ОТРЫВОК
☆ ☆ ☆ ☆ ☆ ☆ ☆
Мастеровые в будние дни начинали работы в шесть-семь часов утра и кончали в десять вечера. В мастерской портного Воздвиженского работало пятьдесят человек. Женатые жили семьями в квартирах на дворе, а холостые с мальчиками-учениками ночевали в мастерских, спали на верстаках и на полу, без всяких постелей: подушка — полено в головах или свои штаны, если еще не пропиты.

К шести часам утра кипел ведерный самоварище, заблаговременно поставленный учениками, которые должны были встать раньше всех и уснуть после всех. У всякого своя кружка, а то просто какая-нибудь банка. Чай хозяйский, а хлеб и сахар свой, и то не у всех. В некоторых мастерских мальчикам чай полагался только два раза в год — на рождество и на пасху, по кружке:

– Чтоб не баловались!

После больших праздников, когда пили и похмелялись неделями, садились за работу почти голыми, сменив в трактире единственную рубашку на тряпку, чтобы только «стыд прикрыть», Кипяток в семь часов разливали по стаканам без блюдечек, ставили стаканы на каток, а рядом — огромный медный чайник с заваренным для колера цикорием. Кухарка (в мастерских ее звали «хозяйка») подавала по куску пиленого сахара на человека и нарезанный толстыми ломтями черный хлеб. Посуду убирали мальчики. За обедом тоже служили мальчики. И так было во всей Москве — и в больших мастерских, и у «грызиков».
☆ ☆ ☆ ☆ ☆ ☆ ☆
ЗАДАНИЕ
Подхватите рассказ о быте московских мастеровых и продолжите его сразу после последнего предложения.

[Записи, взятые из коллекции]
☆ ☆ ☆ ☆ ☆ ☆ ☆
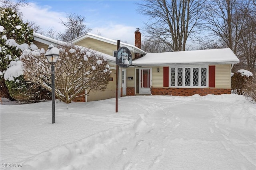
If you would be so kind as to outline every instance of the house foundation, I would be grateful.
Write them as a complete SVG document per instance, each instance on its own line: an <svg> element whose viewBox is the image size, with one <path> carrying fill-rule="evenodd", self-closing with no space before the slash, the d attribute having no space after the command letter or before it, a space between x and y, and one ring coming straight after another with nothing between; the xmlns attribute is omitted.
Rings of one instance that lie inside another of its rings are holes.
<svg viewBox="0 0 256 170"><path fill-rule="evenodd" d="M189 96L198 94L200 96L206 96L208 94L230 94L231 88L152 88L152 95L172 95L182 96Z"/></svg>

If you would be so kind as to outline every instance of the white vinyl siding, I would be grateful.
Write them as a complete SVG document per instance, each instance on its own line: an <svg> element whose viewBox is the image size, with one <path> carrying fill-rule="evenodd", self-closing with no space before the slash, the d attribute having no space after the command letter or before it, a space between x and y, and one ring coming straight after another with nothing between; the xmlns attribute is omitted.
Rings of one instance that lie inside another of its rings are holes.
<svg viewBox="0 0 256 170"><path fill-rule="evenodd" d="M208 86L208 66L170 67L169 71L170 87Z"/></svg>
<svg viewBox="0 0 256 170"><path fill-rule="evenodd" d="M135 69L134 67L126 68L126 84L127 87L134 87L135 83ZM128 77L133 77L132 80L128 80Z"/></svg>
<svg viewBox="0 0 256 170"><path fill-rule="evenodd" d="M76 43L76 45L92 49L111 56L114 56L114 51L116 51L116 45L106 43L91 38L85 38ZM132 58L135 55L131 51Z"/></svg>

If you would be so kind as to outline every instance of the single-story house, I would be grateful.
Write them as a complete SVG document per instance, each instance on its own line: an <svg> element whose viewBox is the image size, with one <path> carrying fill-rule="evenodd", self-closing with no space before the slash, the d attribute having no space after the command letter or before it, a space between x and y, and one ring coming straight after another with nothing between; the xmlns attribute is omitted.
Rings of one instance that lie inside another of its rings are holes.
<svg viewBox="0 0 256 170"><path fill-rule="evenodd" d="M119 96L231 93L231 70L239 60L230 49L147 53L140 49L141 33L137 29L134 34L135 45L120 43L120 47L131 51L133 66L119 68ZM44 47L47 48L50 43L60 42L37 33L34 33L34 43L40 48L46 44ZM70 42L109 56L112 71L106 91L91 91L86 96L76 98L75 101L115 97L116 64L113 57L117 42L89 33Z"/></svg>
<svg viewBox="0 0 256 170"><path fill-rule="evenodd" d="M33 43L39 49L43 48L46 50L50 44L52 44L54 46L57 47L58 45L62 45L68 43L49 38L35 32L33 33L33 36L34 39ZM116 69L115 58L111 55L98 51L97 52L100 53L102 55L106 57L108 64L112 70L110 80L108 87L106 90L104 92L95 92L92 90L88 95L76 98L74 100L74 102L84 102L97 100L114 98L115 96ZM88 89L86 89L86 90L87 90ZM86 93L87 93L85 90L84 94Z"/></svg>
☆ ☆ ☆ ☆ ☆ ☆ ☆
ОТВЕТ НА ЗАДАНИЕ
Мастера бросали работу, частью усаживались, как работали, «ноги калачиком», на катке вокруг чашек, а кому не хватало места, располагались стоя вместе с мальчиками и по очереди черпали большими деревянными ложками щи.

Обедали не торопясь. «Хозяйка» несколько раз подливала щи, потом вываливала в чашку нарезанную кусочками говядину, и старший из мастеров стучал ложкой по краю чашки. Это в переводе на человеческую речь значило: «Таскай со всем». После этого тихо и степенно каждый брал в ложку по одному кусочку мяса, зная, что если захватит два кусочка, то от старшего по лбу ложкой влетит. Ели молча, ложку после каждого глотка клали на каток и снова, прожевав мясо и хлеб, черпали вторую.

За кашей, всегда гречневой, с топленым салом, а в постные дни с постным маслом, дело шло веселей: тут уже не зевай, а то ложкой едва возьмешь, она уже по дну чашки стучит. После обеда мальчики убирают посуду, вытирают каток, а портные садятся тотчас же за работу. Посидев за шитьем час, мастера, которым есть что надеть, идут в трактир пить чай и потом уже вместе с остальными пьют второй, хозяйский чай часов в шесть вечера и через полчаса опять сидят за работой до девяти. В девять ужин, точнее, повторение обеда.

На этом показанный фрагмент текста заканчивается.